───── PASSAGE PROVIDED

## 7.2 An Integrated 802.11a Baseband and MAC Processor

John Thomson, Bevan Baas, Elizabeth M. Cooper, Jeffrey M. Gilbert, George Hsieh, Paul Husted, Aparna Loka Nathan, Jeffrey S. Kuskin, David McCracken, Bill McFarland, Teresa H. Meng, David Nakahira, Samuel Ng, Mahesh Rattehalli, Jeff L. Smith, Ravi Subramanian, Lars Thon, Yi-Hsiu Wang, Robert Yu, Xiaoru Zhang

Atheros Communications, Sunnyvale, CA

The tremendous growth in wireless LANs has generated interest in technologies that provide higher data rates and greater system capacities. The IEEE 802.11a standard, based on coded OFDM modulation, provides nearly five times the data rate and as much as ten times the overall system capacity as current 802.11b wireless LAN systems [1,2,3]. This baseband and MAC processor is part of a two-chip set that forms a complete 802.11a solution [4]. The chip operates up to 54Mb/s in 20MHz channels according to the 802.11a standard, and includes proprietary modes supporting up to 108Mb/s in 40MHz channels.

Figures 7.2.1 and 7.2.2 depict the system and MAC architecture. The protocol control unit (PCU) manages all low-level, timing-critical aspects of 802.11. It formats and sends outgoing frame data to the baseband transmitter and processes incoming frame data from the baseband receiver. The host interface unit (HIU) provides connectivity to the host processor over a PCI bus. The DMA engine manages transfer of frame data and control information between the PCU and HIU.

──────────

WHAT TO DO:
• 1. Name every unit in the 802.11a processor text whose role is described in a sentence of its own.
• 2. Report every line of the rows that contains the word "plastic".
The 802.11a processor text and the rows that follow are unrelated.

───── SUPPLIED INFORMATION

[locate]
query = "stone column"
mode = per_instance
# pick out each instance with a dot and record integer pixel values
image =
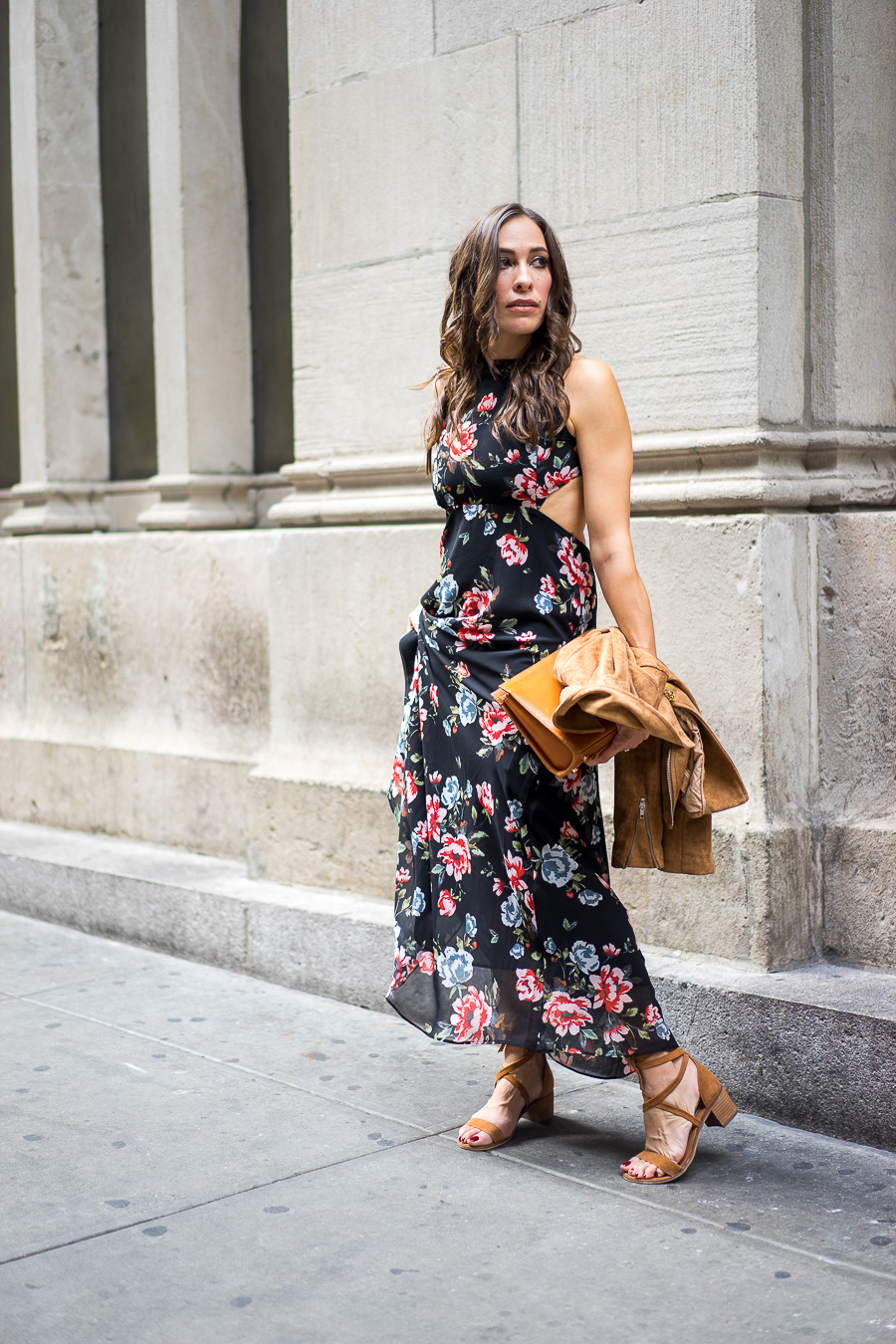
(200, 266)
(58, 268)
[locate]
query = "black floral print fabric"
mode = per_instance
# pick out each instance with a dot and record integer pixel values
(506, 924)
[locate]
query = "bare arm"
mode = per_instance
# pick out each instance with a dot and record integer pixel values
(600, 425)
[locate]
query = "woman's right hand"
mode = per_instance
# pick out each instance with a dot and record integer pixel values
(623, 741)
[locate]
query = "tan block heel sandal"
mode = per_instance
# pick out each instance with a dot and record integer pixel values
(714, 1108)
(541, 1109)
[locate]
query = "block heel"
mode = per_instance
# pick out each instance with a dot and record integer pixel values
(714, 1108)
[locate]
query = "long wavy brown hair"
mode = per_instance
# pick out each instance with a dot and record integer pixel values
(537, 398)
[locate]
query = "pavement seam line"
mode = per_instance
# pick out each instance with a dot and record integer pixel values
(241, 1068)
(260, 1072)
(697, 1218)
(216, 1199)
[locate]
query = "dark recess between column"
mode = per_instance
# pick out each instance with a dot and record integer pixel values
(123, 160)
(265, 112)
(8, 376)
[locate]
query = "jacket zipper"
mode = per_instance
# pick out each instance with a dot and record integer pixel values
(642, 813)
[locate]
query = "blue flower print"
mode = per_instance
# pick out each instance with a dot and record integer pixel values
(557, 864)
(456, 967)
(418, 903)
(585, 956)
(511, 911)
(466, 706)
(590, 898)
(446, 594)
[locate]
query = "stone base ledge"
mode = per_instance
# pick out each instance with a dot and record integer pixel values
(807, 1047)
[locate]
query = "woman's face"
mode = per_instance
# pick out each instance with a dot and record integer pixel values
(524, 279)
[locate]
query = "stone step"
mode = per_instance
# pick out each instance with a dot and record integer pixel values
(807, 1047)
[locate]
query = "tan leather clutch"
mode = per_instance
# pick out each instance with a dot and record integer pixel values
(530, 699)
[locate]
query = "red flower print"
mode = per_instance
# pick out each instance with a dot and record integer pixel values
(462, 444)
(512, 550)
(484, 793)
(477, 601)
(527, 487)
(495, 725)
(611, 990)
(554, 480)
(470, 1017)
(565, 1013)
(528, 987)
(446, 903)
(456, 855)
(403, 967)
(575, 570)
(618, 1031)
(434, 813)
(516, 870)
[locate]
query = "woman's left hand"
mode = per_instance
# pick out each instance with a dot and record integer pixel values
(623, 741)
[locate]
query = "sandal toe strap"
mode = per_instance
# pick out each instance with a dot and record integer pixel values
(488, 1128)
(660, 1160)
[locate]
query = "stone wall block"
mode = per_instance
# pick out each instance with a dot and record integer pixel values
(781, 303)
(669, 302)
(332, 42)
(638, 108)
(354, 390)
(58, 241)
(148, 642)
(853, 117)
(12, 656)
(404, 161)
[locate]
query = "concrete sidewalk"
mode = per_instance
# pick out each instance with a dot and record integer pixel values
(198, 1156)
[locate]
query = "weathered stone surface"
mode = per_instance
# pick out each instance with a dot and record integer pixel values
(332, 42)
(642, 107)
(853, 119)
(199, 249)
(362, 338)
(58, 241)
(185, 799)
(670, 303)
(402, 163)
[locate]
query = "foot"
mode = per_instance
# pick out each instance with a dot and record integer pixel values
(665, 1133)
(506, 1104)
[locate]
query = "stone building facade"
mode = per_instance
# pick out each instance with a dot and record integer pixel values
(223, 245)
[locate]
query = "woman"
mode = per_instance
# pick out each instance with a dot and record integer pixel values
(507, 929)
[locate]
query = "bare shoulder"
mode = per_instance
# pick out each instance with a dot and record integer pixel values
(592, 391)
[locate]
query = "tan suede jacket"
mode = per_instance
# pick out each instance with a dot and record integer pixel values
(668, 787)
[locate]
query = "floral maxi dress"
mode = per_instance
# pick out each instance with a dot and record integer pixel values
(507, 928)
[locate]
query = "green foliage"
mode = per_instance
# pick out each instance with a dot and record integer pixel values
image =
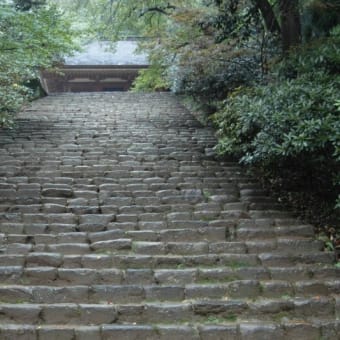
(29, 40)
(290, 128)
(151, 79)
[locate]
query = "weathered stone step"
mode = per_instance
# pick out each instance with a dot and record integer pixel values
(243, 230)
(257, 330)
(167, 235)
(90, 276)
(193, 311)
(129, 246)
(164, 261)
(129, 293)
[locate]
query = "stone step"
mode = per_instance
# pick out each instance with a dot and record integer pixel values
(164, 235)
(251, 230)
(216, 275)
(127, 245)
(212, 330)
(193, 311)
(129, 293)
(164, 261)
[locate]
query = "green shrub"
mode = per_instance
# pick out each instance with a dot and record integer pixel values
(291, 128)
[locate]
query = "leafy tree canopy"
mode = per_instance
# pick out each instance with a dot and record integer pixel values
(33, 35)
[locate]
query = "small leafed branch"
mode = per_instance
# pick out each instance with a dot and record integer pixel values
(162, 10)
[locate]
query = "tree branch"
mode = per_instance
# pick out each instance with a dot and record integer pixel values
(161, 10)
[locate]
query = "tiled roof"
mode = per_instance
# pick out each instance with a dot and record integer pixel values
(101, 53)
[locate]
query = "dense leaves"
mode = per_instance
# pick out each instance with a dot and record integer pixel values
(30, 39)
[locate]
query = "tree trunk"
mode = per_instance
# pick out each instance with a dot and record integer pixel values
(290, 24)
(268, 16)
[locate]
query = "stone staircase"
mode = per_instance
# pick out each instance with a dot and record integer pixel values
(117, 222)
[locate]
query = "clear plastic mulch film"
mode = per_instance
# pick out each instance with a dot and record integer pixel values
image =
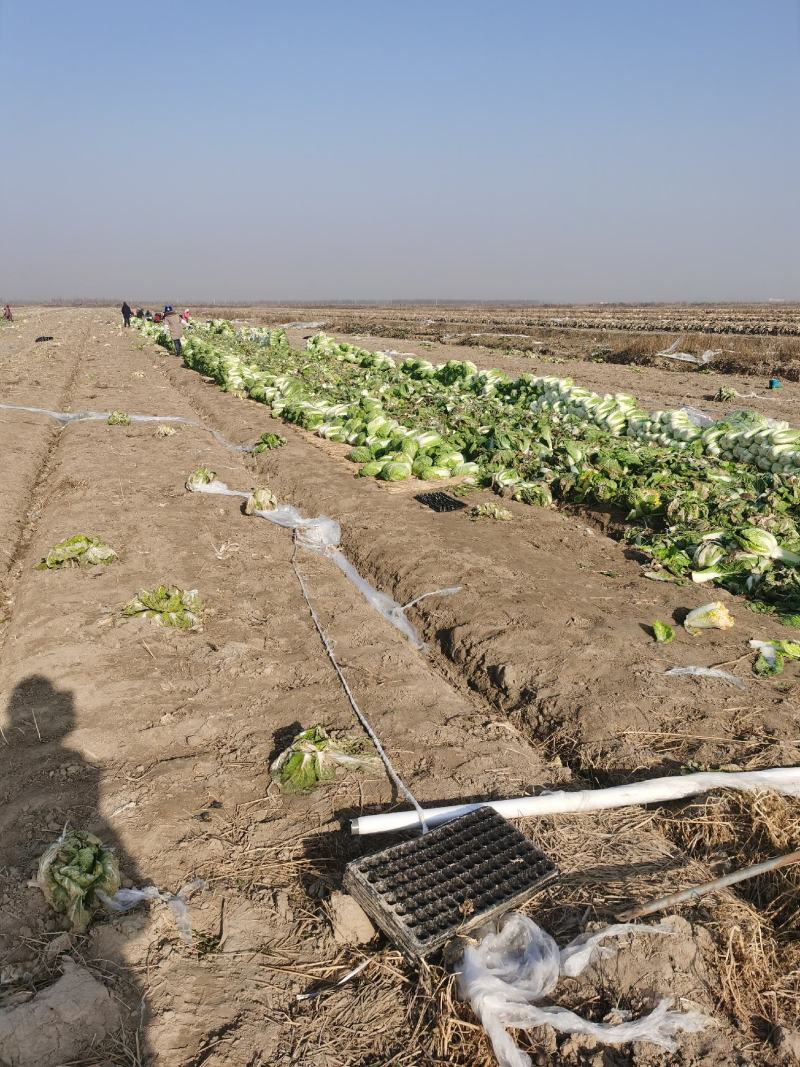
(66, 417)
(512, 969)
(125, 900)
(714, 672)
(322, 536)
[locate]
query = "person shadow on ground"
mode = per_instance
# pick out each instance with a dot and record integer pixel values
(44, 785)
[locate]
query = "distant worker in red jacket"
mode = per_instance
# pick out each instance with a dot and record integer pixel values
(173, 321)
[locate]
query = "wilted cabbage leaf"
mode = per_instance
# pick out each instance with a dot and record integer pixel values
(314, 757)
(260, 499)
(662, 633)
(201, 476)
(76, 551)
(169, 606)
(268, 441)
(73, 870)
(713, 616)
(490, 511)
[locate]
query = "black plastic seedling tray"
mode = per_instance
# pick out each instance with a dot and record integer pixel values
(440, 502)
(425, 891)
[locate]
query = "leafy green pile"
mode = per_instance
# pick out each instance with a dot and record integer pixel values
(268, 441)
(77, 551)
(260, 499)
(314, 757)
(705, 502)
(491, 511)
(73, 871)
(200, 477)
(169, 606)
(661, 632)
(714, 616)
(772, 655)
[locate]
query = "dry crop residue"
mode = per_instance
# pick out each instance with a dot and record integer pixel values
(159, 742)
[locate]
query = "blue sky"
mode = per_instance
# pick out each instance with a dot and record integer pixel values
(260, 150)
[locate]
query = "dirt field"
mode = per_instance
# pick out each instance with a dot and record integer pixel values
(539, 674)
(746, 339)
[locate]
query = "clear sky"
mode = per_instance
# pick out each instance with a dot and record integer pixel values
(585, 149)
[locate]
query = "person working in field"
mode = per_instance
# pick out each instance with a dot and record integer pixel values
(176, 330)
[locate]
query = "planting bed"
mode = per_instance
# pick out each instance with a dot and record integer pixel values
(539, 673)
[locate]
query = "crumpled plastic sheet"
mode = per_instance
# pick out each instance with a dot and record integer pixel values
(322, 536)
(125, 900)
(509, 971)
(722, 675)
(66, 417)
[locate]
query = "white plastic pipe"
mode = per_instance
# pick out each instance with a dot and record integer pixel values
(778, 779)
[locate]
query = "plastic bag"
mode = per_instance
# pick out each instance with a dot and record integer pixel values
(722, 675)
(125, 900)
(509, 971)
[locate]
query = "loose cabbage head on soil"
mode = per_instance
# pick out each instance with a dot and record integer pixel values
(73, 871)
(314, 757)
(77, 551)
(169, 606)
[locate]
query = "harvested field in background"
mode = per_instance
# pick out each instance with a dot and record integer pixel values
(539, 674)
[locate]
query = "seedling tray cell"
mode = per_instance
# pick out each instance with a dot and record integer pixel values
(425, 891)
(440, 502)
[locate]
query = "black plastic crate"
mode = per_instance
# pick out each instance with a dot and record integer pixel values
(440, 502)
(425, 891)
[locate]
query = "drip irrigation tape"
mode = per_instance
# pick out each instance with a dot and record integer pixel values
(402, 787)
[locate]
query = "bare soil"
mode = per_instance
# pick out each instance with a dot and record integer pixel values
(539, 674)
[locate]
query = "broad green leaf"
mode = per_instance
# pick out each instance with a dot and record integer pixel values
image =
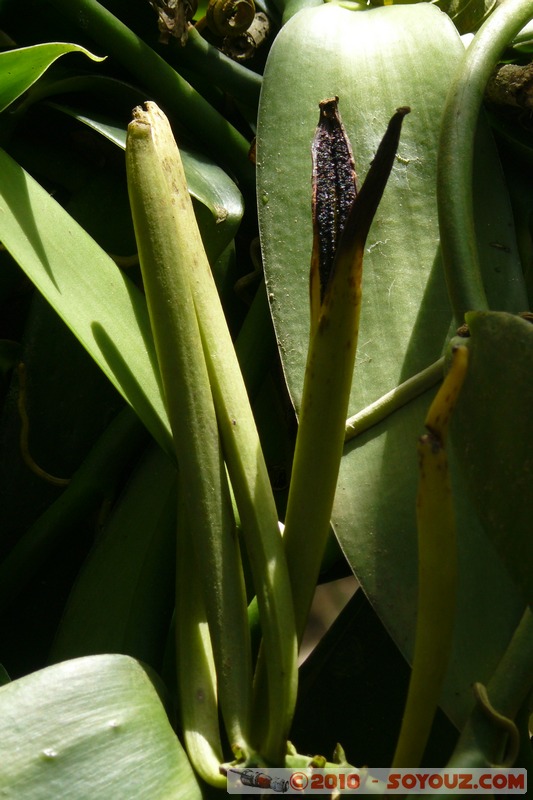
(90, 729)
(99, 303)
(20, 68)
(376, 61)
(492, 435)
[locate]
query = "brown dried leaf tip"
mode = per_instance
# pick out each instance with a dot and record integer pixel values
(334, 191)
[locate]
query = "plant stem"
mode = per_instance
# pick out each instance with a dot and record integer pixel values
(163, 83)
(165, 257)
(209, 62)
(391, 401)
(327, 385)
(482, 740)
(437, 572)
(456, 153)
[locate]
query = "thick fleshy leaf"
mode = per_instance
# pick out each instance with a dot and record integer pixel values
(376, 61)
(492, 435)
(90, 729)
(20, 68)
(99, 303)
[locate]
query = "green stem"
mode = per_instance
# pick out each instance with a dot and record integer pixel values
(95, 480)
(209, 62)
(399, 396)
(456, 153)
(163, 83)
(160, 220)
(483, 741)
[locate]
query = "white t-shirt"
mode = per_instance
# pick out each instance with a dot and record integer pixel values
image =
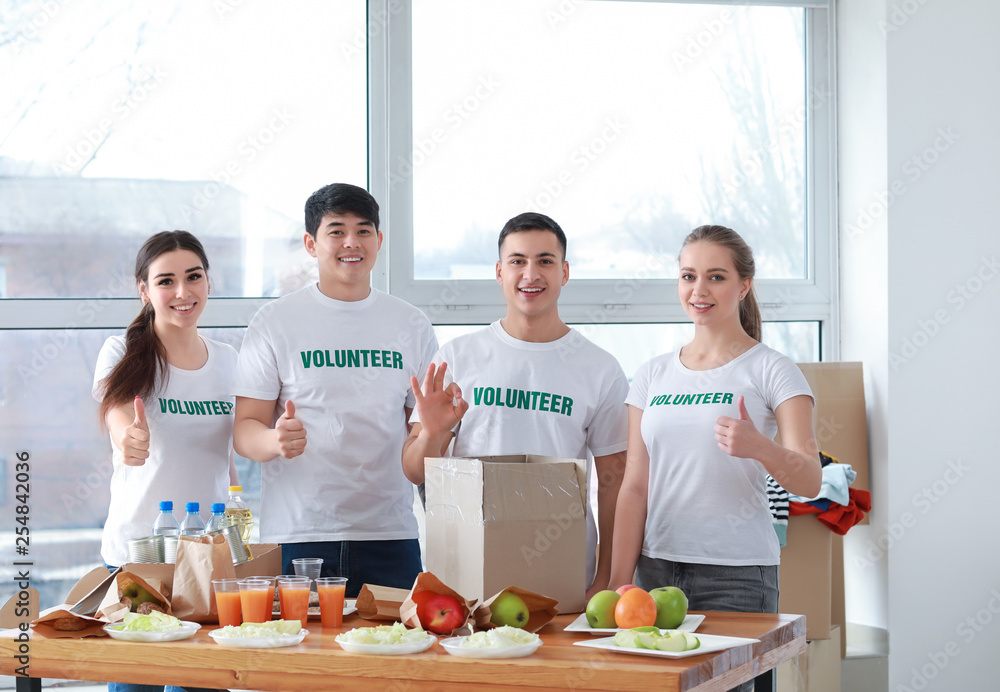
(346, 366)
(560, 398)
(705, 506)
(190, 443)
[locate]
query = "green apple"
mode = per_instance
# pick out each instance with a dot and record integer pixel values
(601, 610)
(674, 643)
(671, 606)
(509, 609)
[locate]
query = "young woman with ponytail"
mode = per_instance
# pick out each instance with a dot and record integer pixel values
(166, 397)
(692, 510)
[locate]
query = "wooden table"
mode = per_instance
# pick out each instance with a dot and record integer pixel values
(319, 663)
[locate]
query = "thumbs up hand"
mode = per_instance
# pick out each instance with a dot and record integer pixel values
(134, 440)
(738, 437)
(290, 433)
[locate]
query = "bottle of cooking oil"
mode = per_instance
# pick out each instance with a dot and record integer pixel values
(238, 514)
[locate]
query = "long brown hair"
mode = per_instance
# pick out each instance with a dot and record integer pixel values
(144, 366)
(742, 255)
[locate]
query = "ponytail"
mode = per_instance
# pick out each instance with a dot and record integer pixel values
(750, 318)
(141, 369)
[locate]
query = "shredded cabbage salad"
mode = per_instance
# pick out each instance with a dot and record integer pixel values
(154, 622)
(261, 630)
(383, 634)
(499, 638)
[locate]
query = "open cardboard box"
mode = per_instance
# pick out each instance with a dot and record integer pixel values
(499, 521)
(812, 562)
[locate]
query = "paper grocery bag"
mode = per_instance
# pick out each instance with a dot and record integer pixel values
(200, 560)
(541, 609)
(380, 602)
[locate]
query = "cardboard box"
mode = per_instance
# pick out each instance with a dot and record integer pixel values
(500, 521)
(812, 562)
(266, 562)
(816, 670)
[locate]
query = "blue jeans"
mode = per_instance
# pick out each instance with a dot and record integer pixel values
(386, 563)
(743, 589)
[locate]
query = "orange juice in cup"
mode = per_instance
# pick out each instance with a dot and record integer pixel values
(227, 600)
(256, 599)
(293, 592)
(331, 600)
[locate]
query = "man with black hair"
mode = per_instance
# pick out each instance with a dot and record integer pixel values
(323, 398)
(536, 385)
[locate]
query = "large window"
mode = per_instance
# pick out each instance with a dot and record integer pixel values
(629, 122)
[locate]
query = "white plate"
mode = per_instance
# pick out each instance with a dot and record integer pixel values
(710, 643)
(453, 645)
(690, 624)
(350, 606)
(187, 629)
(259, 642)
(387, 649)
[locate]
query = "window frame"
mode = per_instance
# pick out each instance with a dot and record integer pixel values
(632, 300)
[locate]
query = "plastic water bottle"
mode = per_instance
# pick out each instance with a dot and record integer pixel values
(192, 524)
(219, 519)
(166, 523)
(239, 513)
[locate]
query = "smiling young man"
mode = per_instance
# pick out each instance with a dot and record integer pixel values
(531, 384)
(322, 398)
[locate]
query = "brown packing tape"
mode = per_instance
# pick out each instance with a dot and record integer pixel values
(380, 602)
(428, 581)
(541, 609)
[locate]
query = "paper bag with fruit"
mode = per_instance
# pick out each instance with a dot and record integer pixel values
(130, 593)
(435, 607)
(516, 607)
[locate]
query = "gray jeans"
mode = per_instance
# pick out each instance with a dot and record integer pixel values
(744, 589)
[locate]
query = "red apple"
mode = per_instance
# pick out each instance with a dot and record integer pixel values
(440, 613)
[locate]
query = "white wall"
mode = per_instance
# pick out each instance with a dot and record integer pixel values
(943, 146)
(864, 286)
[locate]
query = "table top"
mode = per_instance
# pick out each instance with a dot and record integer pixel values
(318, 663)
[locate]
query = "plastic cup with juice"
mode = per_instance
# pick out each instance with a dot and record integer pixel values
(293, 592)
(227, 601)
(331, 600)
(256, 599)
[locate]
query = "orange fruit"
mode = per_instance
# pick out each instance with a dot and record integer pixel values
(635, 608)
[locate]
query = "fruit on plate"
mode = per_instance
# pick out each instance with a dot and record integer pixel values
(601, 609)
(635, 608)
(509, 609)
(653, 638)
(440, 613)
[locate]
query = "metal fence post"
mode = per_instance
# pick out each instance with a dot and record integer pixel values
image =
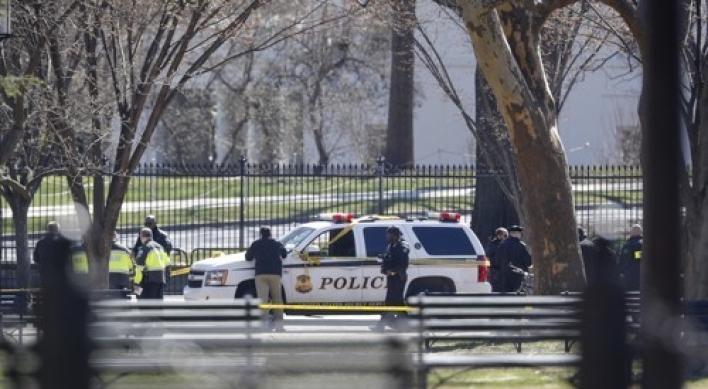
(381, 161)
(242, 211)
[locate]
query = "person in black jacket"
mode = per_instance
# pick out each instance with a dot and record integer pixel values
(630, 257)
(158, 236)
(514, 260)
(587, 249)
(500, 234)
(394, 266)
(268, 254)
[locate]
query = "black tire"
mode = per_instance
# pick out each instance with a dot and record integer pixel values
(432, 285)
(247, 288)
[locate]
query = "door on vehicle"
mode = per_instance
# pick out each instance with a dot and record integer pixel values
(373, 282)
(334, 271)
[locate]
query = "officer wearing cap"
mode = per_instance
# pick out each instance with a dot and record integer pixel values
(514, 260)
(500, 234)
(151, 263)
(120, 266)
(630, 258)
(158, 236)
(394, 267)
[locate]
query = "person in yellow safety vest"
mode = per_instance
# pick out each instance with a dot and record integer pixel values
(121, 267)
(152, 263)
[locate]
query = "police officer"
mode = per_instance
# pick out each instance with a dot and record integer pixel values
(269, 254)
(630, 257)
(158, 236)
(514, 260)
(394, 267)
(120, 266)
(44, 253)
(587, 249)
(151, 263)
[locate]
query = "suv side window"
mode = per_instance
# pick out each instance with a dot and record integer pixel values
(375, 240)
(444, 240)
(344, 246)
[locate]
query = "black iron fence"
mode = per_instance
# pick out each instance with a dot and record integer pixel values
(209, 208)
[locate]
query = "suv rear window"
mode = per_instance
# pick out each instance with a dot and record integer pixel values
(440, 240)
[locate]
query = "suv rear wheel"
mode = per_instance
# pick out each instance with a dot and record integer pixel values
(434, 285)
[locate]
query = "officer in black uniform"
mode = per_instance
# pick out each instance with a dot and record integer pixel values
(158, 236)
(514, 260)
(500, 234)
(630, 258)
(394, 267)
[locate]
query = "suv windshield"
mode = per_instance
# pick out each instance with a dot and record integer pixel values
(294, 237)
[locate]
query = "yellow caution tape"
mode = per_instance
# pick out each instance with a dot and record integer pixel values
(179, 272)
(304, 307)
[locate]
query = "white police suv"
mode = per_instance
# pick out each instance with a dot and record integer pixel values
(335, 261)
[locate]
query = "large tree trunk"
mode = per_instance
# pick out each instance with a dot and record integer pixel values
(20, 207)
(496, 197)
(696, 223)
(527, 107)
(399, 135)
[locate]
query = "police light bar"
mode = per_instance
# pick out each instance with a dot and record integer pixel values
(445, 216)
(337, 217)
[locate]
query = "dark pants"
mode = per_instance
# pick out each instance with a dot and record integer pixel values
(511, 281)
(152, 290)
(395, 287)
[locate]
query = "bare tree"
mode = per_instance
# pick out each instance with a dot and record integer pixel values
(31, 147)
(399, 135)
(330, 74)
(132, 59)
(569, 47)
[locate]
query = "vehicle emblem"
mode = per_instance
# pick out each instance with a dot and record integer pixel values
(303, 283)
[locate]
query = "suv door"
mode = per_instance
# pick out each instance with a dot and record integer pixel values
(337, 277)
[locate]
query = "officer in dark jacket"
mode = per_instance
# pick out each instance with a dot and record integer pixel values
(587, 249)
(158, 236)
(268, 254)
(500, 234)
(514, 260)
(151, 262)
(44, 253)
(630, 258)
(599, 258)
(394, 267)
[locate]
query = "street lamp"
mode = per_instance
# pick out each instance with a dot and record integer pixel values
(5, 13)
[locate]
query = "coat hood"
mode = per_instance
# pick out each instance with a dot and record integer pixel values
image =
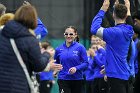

──────────

TASK-BY-TASK RESULTS:
• 1. The protocol control unit (PCU), the host interface unit (HIU), and the DMA engine.

• 2.
query = "clear plastic mulch film"
query = "black plastic seedling tray"
query = "crumpled plastic sheet"
query = "white plastic pipe"
query = "plastic bag"
query = "black plastic crate"
query = "plastic water bottle"
query = "plastic cup with juice"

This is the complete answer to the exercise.